[Dataset records]
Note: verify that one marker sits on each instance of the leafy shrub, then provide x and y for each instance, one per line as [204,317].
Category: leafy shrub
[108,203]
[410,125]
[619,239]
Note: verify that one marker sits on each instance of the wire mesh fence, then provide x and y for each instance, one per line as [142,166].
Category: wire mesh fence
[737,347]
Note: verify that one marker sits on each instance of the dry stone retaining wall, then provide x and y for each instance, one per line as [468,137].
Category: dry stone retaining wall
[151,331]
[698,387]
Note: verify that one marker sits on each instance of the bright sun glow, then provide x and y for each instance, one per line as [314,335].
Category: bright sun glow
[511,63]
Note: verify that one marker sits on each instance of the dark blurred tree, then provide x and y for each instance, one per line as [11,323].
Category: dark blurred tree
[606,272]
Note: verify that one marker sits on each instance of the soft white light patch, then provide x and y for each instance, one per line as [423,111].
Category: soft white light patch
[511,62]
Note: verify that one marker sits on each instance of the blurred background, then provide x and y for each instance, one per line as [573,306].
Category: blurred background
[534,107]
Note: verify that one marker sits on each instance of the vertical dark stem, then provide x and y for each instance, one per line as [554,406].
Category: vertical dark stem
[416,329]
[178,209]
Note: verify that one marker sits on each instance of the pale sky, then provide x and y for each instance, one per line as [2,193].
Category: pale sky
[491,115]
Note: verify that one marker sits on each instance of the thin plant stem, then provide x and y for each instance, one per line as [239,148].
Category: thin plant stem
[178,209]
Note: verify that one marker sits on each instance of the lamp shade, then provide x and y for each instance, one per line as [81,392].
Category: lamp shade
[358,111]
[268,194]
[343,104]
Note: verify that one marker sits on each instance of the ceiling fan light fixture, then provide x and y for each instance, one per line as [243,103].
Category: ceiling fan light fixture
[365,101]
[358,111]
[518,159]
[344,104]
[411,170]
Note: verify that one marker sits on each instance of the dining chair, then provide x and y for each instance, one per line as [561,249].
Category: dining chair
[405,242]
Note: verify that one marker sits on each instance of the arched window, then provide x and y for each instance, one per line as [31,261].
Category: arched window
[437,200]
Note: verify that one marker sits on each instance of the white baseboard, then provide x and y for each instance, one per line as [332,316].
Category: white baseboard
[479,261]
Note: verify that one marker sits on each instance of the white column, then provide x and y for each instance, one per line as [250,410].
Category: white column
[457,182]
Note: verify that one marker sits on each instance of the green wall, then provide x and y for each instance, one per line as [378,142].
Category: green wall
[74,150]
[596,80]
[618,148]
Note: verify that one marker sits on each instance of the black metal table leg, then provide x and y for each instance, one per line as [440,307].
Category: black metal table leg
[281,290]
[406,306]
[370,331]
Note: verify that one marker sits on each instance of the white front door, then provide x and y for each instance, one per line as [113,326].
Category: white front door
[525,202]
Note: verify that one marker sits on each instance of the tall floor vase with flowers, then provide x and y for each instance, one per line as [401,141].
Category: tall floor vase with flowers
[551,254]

▶ **Problem details**:
Update the stretch of the listing from the line containing "line as [401,141]." through the end of the listing by changing "vase" to "planter". Give those lines again with nothing else altered.

▶ **Answer for the task**:
Note: verify that one marker sits on each instance of the tall floor planter with flowers, then provide x and y for each instance, one per line as [401,141].
Category: tall floor planter with flowers
[551,254]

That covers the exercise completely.